### Requirement:
Nothing in the data should change when you return it, but leave the pictures out.

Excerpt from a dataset
◆ ◆ ◆
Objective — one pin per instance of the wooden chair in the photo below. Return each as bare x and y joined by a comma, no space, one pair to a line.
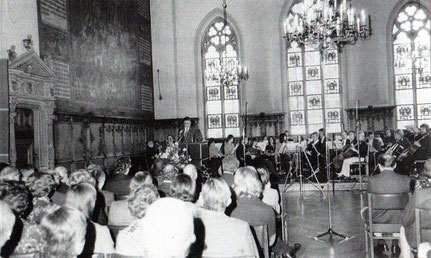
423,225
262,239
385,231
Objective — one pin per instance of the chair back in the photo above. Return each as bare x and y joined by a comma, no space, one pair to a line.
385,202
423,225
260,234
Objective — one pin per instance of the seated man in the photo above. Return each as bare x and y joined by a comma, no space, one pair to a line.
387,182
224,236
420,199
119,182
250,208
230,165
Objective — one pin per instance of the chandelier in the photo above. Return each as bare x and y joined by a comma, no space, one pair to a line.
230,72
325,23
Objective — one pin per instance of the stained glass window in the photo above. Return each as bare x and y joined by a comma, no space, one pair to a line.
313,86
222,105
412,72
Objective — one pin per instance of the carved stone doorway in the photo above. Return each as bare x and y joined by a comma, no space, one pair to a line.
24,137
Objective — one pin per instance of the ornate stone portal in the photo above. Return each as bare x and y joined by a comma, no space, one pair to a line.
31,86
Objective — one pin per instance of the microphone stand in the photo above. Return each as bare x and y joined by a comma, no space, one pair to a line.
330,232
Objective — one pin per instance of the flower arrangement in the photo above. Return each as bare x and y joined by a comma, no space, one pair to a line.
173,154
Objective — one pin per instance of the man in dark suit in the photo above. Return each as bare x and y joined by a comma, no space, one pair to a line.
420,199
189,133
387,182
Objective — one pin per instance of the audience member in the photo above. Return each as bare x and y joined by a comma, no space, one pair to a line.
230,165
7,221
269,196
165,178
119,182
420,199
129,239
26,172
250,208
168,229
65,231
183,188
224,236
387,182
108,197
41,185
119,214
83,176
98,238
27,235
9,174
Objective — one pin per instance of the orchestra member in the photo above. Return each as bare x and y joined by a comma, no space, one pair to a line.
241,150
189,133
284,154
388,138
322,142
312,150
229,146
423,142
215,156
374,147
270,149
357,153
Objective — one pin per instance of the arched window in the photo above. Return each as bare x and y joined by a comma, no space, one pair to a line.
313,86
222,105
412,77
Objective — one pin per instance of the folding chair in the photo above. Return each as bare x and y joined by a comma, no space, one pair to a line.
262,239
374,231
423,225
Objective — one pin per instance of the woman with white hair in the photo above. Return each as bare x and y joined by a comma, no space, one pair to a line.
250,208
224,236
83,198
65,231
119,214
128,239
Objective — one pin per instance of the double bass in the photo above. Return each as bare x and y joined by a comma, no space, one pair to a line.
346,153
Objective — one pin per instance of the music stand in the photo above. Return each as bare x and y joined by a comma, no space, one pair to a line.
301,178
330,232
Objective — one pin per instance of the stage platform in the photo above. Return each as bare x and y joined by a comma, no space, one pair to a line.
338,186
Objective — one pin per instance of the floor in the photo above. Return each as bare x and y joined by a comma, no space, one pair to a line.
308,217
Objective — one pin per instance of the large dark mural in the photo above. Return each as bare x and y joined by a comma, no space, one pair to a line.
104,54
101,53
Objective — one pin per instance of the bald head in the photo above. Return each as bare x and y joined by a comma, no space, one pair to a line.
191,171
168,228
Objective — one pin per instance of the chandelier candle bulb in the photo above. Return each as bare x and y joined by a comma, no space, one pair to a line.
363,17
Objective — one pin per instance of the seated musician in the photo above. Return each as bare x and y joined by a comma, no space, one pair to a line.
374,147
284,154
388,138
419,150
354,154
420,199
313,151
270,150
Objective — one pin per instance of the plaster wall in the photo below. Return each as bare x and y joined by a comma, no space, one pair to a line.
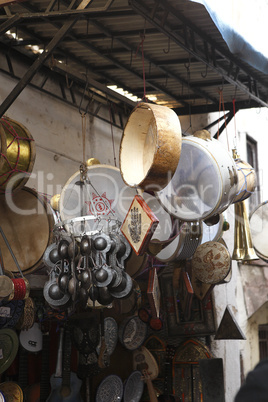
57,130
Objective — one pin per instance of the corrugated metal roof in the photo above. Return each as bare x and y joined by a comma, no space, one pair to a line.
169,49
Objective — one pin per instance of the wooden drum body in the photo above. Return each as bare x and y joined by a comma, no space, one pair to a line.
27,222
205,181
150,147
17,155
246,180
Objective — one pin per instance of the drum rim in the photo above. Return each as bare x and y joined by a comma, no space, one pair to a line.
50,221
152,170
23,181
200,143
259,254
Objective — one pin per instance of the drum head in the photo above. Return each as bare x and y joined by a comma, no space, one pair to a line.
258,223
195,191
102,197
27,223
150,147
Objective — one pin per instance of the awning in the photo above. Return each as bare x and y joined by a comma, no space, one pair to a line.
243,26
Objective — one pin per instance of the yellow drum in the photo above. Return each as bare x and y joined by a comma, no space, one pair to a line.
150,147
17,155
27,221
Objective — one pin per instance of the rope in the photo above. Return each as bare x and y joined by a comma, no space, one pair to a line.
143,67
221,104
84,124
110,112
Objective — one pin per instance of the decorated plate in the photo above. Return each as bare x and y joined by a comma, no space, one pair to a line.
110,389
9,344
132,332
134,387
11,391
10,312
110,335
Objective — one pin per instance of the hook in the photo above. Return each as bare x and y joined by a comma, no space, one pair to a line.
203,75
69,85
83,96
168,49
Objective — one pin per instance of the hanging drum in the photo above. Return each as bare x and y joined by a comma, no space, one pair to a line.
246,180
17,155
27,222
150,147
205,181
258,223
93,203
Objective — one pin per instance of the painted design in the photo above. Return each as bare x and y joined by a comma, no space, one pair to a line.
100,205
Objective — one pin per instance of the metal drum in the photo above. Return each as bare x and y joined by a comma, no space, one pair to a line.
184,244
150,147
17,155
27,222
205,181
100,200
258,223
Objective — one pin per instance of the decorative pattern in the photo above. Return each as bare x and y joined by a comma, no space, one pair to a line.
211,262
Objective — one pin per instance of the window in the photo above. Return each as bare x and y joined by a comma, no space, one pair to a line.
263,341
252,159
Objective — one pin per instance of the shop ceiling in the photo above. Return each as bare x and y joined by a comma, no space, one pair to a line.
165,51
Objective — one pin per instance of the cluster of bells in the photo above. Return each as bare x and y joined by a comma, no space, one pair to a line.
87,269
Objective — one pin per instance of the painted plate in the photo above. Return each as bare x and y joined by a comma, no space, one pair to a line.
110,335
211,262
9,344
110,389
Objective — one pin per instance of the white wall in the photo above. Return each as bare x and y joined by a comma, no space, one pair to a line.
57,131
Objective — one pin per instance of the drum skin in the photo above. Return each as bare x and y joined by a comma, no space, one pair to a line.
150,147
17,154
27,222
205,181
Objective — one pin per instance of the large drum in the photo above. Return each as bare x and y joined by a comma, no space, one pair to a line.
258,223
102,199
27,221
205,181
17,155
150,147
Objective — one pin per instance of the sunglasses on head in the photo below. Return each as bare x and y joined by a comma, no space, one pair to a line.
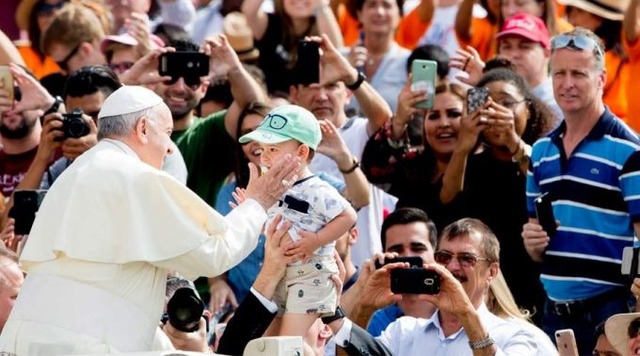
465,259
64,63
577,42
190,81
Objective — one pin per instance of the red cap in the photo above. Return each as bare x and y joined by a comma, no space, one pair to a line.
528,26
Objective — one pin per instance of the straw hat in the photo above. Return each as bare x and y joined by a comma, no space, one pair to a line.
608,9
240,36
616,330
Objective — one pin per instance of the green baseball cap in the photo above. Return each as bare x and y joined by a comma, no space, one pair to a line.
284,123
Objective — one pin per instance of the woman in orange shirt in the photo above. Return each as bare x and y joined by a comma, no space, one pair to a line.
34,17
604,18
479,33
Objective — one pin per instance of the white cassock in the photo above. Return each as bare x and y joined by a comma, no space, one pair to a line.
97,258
◆ ◆ ◆
### Complete answer:
Objective — one pin per instance of the wooden chair in the photo below. Return each as bare x and y joined by a comma, no space, one pair to a line.
423,225
262,239
385,231
Objective — one pin per instance of the chair back in the photo above. Return each as bare x and y joined by a comma, no space, one pair to a line.
385,202
423,225
260,234
Objective — one pin per instance of the seated man in the photo above. Return each as bare x and y joined by a comma, no space, one pair to a line.
387,182
224,236
420,199
119,182
250,208
230,165
Objective — one pin per instance of the chandelier in the photo above. Return each as bare x and y joined by a comma, no space, one pair to a line.
230,72
325,23
Objective — one pin per instance of the stained glass window in the photo above. Return each as bare x and y joined by a comma, no space, one pair to a line.
313,86
222,105
412,72
Objective — one pin per instance of the carved stone doorway in the photo above. Return each as bare x and y joined by a comma, no space, one pair to a line.
24,137
Objective — one pin per instance of the ornate stone portal in the photo above. Return each as bare x and y joined by a comma, no space, one pair to a line.
31,86
Objective — one pin per instance of the microphone stand in the photo above. Return each as bare x and y joined by a comma, no space, one pair to a line.
330,232
Objective — one pin per instance of the flower arrangement in the photo above. Return each as bare x and y joined by a comma, no space, one pair to a line.
173,154
Objective — one pin per instance of the man in dark suit in the photo above. Return each as bare x and y joined by a comma, no space, one pair to a line.
420,199
189,133
387,182
Objective — one pin per instance of the audience member in the photo above. Return each as bare x and y joined by a comma, no space, one pair to a line.
230,165
7,221
269,196
165,178
119,182
420,199
129,239
26,172
250,208
168,229
65,231
183,188
224,236
387,182
108,197
41,185
119,214
83,176
98,238
27,235
9,174
Objective — one pin per instance of the orchestra member in the photo above. Return each as bare x and y joined by a comma, no space, one pair to a line.
241,150
189,133
284,154
388,138
322,142
312,150
229,146
423,142
215,156
374,147
270,149
357,153
Objective — one pin per instance of the arched window in the photo above. Return each as bare x and y joined by a comma, no space, one pair to a line.
313,86
222,105
412,77
Objective — one pin per instance of the folding chair in the photo above. Return each as bare x and y joined by a comma, no space, one pair to a line.
262,239
374,231
423,225
Objective — one pin per instance of the woman with white hair in the photo above. Return each as bare x and y joined by a comma, no space, one pair to a line.
250,208
224,236
83,198
65,231
119,214
128,239
Objective — one pin per instance of the double bass in the photo above. Return each as bare x and y joined by a comma, no space, one pair to a line.
346,153
Objective — one pin per instance of the music stand in the photo above. Return each as bare x and y joined by a comma, no space, one pair to a line.
301,178
330,232
Objective — one pin per instance of the stage platform in the photo above. Return each as bare x and y joined by a comma, no space, one pair to a line.
338,186
Objective — one pin per instance of the floor in the photo above. Return each as bare x and y joined by a comma, no space, one pair to a line.
308,217
Objective — one pin per instance of the large dark mural in the photo above. Return each as bare x and y joined by a comma, no space, one pair to a line.
104,54
101,53
Objective — one pin per instance of the bald head in the photo above. Return each as bare x and y joined by a comma, no space, one pair to a line.
191,171
168,228
Objective — one pin per instance of the chandelier candle bulb in the photo above. Return each as bare x and y joined by a comma, no space, one pair to a line.
363,17
Objective — one pin per instance of the seated musician in the photo above. Return each as bare x and y joined by a comma, no space, one pair to a line.
374,147
284,154
388,138
419,150
354,154
420,199
313,151
270,150
Objective — one pin per instance of the plaster wall in the photo below. Return each as bare x and y joined by a comma, no space, one pair to a line.
57,130
Objective — one pin per instance of the corrugated metal roof in the photo above. Return each as bare x and y joined by a comma, no space, one pair to a line.
169,49
Objective — one pin per instance of the wooden drum body in the photo above. Return each as bare x and y joined by a comma, no space, one pair to a line.
27,222
205,181
150,147
17,155
246,180
Objective — one pin per instance of the drum rim in the photo above. Return each as bare x and y joined by a comma, no space, one pair to a line.
50,221
152,170
23,181
200,143
259,254
Objective — one pin per instance of the drum head in the photo above. Return each as bare x and y joined by a comma, no space, one pair to a line.
258,223
195,191
102,197
27,223
150,147
Objective — one pin per instance of the awning in the photo above. Return each as bare x and y joined by a comma, no space, one pair to a line.
243,26
Objective — one pin per instance of the yellow drum in the photo above. Return each as bare x and y joined by a comma, no space, one pair to a line.
150,147
17,155
27,221
Objective — one pin per instance of the rope in the photo above. Return each as bare x and y joined by a comma, no space, one pair to a line.
143,67
221,104
84,124
110,112
Objective — one pin per instance of the decorated plate in the photo above. Return each as bare x and y joined by a comma, no space, one pair to a line.
110,389
9,344
132,332
134,387
11,391
10,312
110,335
Objective — one pin per instance of the hook in the photo above. Return each as bare x and y joined by a comma, no space, one pair to a line.
203,75
69,85
83,96
168,49
Objective — one pin per instance of the hanging drum in the photo above. Return each as bare x and y joined by a comma, no space, one pair to a line.
246,180
17,155
27,222
150,147
205,181
258,223
93,203
Objective — one pin per instance of the painted design in the photo above. Return each as bare x and y joined by a comma, no space, one pair to a line.
100,205
Objective — one pin per instance of the metal drum in the photo above. Return each as bare x and y joined by a comma, no space, one pair to a line.
184,244
150,147
17,155
27,222
205,181
100,200
258,223
Objective — one pin per instance of the decorative pattern in the photo above. Return each as bare x and y joined by a comma, no space, one pair to a line.
211,262
Objective — one pin per instance of the window in the photo above. Return each as bare x and y joined by a comma, no space, one pair to a line.
263,341
252,159
Objective — one pin per instance of the shop ceiling in the photo above. Return each as bare x and y joined by a comma, no space, one pair to a line.
165,51
Objective — one pin per instance of the cluster of bells in the photo above. Return each as bare x and y joined by a comma, no space, one pair to a line.
87,269
Objective — one pin per instance of the painted plate in the photo above. Return each as bare x and y joined by a comma, no space, one pair to a line.
110,335
211,262
9,344
110,389
Objective — one pin per instance of the white wall in the photo above. Return each as bare x and y joined by a comma, no space, one pair to a line.
57,131
Objective — one pin per instance of the drum skin in the photo above. Return each as bare x and y joined by a comma, no space, one pair to a line.
150,147
17,154
27,222
205,181
Objective — one pin per instance of the large drum in the photo above. Return each as bare x and y joined by a comma, no space, one pair to a line.
258,223
102,199
27,221
205,181
17,155
150,147
Objective — one pin per instance of the sunglasses on head in the photo below. Return each as bare x and y joined by a comma, no space, one pair to a line.
465,259
64,63
577,42
190,81
Objective — one pin per instance of the red cap in the photo above. Return each as bare x and y joined by a comma, no space, one pair to a line.
528,26
Objective — one pin per instance of the straw hat in the photo above. Return each as bare x and y joined by a comma, no space, one pair to a line.
608,9
240,36
616,330
Objective — one pin per instance of the green baseball cap in the photo above. Return each as bare x and y joined by a comma, no space, one pair to a line.
284,123
Objective — one pin per instance of the woman in orange shirt in the photo above. Return each as bare x and y joined by a comma, no space, one pair to a line.
34,17
604,18
479,33
Objective — one pin per instance of the white cassock in the photo above. Return each as bare x and y joined by a comma, no space, one pair to a line.
97,258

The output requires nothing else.